Selection:
=====
And don’t think that this business of us assuming responsibility is not a fundamental struggle for power – it will be a struggle for power – with bureaucracies, with government and with all of those who might think that our people are too miserable to take responsibility for themselves. There’s a great bind here involving responsibility and a great struggle for power. If individuals, families and communities are going to take charge or their own future, then there has to be a displacement of responsibility by those who’ve filled the gap. Bureaucracy has got to retreat, in fact. Because on our passivity, other people have intervened and become active and they’ve established an industry around our passivity. And one of our strong goals I believe is to urge an understanding of that. That government service delivery and government intervention have in fact disempowered our people. Yes we need support, yes we need the resources of government, but when government sets up camp in our kitchen then I think we have surrendered the necessary building blocks of responsibility we need to underwrite social recovery. It’s going to be a painful process for governments and all of the service industries that have been created around disadvantage – Indigenous disadvantage. They’re going to have to radically rethink their role in intervening in Indigenous disadvantage. They’re going to have to turn from saviours to enablers and supporters because only we can save ourselves.
Some policy concepts (ii)–Fight racism, but don’t let it be our disability
The second thing is a very simple point. We’ve got to fight racism but we can’t let it be our disability. It’s a tragic thing I think that when people are victimised and so on and the terrible racism our people face that we make it our problem and we make it our disability.
Some policy concepts (iii)–Fight victimisation, but we won’t be victims
The third concept is that we should fight victimisation. We can’t nurture a sense of victimhood in our own people. It is the worst thing we can do, to inculcate in our people a sense of resignation to their victimisation. Does that mean that I deny there’s victimisation? Of course not. Our people are victimised every day – in the streets, in the shops. The strife of life for black people is real. But the worst thing that we can do as Indigenous leaders and our supporters is to nurture this sense that just because you’ve been victimised you are officially a victim. Because we take away the one power that people could possibly have to defy victimisation and to resist falling victim.
Some policy concepts (iv)–Never forget history, but engage for the future
We should never forget history, but we shouldn’t allow history to be our disability as well. In this I keenly take the lesson of the children of Israel. They have suffered notorious historical degradations as a people going back two millennia. And yet, they’ve had a very strong community consciousness that even as they will not allow people to forget the truths of the past, they will not inculcate a sense of victimhood and defeatism but instead they will engage with the future. I think that there’s a lesson in that for us Indigenous people in this country. You know we shouldn’t burden our young people – they should know about the past, they should defend the truths of the past but at the same time they should not be so burdened that they fail to engage in a future for themselves, for their families and their communities.
=====
Written request A: In the passage on Indigenous responsibility, switch "victimisation" to "persecution" and write out everything from "Some policy concepts (iii)–Fight" down to "resist falling victim." with that change.
Written request B: Resume the passage on Indigenous responsibility after its final sentence and carry it further.

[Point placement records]
=====
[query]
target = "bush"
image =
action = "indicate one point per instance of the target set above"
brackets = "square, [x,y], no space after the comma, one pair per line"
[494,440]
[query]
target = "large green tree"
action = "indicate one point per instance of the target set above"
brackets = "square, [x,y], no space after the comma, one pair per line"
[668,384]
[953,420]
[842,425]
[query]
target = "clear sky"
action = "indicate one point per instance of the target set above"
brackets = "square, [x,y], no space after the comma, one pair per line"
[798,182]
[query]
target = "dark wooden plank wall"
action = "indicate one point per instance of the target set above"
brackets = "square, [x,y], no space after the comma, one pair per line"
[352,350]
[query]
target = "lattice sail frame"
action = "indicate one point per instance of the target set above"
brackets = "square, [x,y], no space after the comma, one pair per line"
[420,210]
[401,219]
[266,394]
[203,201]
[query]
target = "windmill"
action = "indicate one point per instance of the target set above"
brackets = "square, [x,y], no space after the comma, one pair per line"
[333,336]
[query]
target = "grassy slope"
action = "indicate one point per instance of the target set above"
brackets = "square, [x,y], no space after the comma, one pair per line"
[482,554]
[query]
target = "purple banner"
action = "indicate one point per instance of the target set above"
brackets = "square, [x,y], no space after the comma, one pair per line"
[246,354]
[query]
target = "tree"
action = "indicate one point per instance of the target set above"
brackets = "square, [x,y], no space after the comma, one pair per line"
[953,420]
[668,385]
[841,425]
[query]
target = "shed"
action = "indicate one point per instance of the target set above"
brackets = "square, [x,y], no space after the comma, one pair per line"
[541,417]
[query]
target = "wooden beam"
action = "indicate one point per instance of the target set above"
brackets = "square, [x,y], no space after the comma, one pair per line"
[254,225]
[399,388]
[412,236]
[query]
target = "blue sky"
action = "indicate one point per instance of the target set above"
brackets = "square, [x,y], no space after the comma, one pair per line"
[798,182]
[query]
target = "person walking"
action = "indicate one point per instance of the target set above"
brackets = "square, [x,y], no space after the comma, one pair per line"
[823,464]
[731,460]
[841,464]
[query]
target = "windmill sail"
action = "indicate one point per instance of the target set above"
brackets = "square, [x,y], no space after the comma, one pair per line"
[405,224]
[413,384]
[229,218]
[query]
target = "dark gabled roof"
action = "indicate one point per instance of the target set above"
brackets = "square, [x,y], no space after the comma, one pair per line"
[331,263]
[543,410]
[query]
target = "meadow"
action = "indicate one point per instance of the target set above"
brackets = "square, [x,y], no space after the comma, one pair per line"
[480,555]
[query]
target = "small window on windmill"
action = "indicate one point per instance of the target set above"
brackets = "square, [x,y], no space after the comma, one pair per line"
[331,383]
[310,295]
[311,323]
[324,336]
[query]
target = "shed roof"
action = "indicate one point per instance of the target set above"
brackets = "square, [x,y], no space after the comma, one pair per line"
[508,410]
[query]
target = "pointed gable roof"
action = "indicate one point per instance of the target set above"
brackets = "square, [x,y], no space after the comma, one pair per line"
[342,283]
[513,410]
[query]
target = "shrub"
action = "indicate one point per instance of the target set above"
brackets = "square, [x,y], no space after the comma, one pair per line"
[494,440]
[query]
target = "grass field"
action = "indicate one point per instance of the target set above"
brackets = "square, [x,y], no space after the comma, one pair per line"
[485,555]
=====
Task answer A:
Some policy concepts (iii)–Fight persecution, but we won’t be victims
The third concept is that we should fight persecution. We can’t nurture a sense of victimhood in our own people. It is the worst thing we can do, to inculcate in our people a sense of resignation to their persecution. Does that mean that I deny there’s persecution? Of course not. Our people are victimised every day – in the streets, in the shops. The strife of life for black people is real. But the worst thing that we can do as Indigenous leaders and our supporters is to nurture this sense that just because you’ve been victimised you are officially a victim. Because we take away the one power that people could possibly have to defy persecution and to resist falling victim.

Task answer B:
Some policy concepts (v)–Maintain our identity as a people, but encourage individual excellence and achievement
We should maintain our identity as a people but we should also encourage individual excellence and achievement. This is a real set of questions for us as a community. Our community should be one that encourages individual achievement and excellence and indeed we do when it comes to the sports, when it comes to the arts – I would like to see this encouragement of individual excellence and achievement to be more widespread across the full spectrum of aspirations and talents that our people might have. We’ve got to be a community, but we can’t be dragging each other down. We’ve got to be a community that values the sense of relatedness and obligation whilst at the same time supporting individuals to take their place and to exploit their talents.
Some policy concepts (vi)–We don’t have an inalienable right to dependency, we have an inalienable right to a fair place in the real Australian economy
I think we’ve got to refute the idea that we have an inalienable right to dependency. I’ve been going on about this for several years now. I say again that we don’t have an inalienable right to dependency, how can we defend, how can we advocate our right to be dependent. We have a right to take a fair place of this our own country. We have to take a fair share of what is ours. We need a fair place in the real economy and when we inculcate a sense in our young people that somehow they’ve got a right to be dependent, we instil in them an absolutely incorrect understanding of what is their entitlement and what is their due. So I say that we have to start from the premise that our real entitlement if you’re going talk about economics, our real entitlement is to take a fair place in our own country.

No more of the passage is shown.